§ To do
Could you return the full listing below exactly as it appears?

§ Data to examine
====
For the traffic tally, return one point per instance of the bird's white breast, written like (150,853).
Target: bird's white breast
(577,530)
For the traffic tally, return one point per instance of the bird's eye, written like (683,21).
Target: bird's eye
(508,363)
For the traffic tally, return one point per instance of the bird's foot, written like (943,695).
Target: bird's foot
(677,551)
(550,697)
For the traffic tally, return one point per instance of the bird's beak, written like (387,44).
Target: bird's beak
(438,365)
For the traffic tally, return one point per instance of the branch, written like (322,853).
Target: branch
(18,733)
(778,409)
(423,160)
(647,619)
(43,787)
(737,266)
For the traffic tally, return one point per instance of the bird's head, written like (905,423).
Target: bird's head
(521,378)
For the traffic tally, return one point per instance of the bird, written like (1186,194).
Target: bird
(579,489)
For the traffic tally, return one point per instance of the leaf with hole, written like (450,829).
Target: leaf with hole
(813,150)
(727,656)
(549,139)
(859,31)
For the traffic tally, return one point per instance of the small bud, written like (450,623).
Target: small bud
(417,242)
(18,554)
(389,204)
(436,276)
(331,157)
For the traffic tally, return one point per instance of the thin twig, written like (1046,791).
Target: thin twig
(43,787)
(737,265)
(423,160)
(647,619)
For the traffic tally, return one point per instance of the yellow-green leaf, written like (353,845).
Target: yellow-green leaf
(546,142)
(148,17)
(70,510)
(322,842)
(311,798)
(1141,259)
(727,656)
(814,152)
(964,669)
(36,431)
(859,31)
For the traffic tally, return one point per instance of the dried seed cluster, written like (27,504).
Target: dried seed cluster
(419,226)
====
§ Output of the task
For the traffic tally, return one point per instance of the bird's white breast, written like (150,853).
Target: bird's white breast
(577,530)
For the traffic tally, return one point per instance of the bird's eye, written like (683,21).
Target: bird's eye
(508,363)
For the traffic tally, return one point per instance of the bird's foot, written like (943,695).
Target: bird's foot
(677,551)
(550,697)
For the traffic tally, return one point per instance of the bird's beak, written like (387,44).
Target: bird's beak
(438,365)
For the traffic tally, return one point per instance of the branch, written like (322,853).
Target: branch
(18,733)
(778,409)
(423,160)
(647,619)
(43,787)
(737,266)
For the traffic tally, return one point per instance of the bird's head, written like (905,423).
Target: bird's head
(521,378)
For the traffic tally, return one point per instance of the bird, written like (1186,194).
Target: bird
(579,489)
For the traffic tally, return one point per instance of the leaf with hole, written like (450,829).
Target: leaf with hole
(813,150)
(727,656)
(549,139)
(859,31)
For the traffic tally, return one point per instance of the small bud, written like (450,623).
Target: small bud
(417,242)
(18,554)
(389,204)
(436,276)
(331,157)
For the traffic tally, return one point per instance of the thin twig, written like (1046,791).
Target: thin twig
(43,787)
(737,265)
(423,160)
(647,619)
For the traffic tally, return one point per instance of the yellow-green leaf, written like (353,845).
Target: yellow-green leaf
(546,142)
(148,17)
(70,510)
(322,842)
(311,798)
(1141,259)
(727,656)
(814,152)
(964,669)
(36,431)
(859,31)
For the traffic tally, return one point per instance of the dried seed cluster, written like (27,504).
Target: dried seed cluster
(419,226)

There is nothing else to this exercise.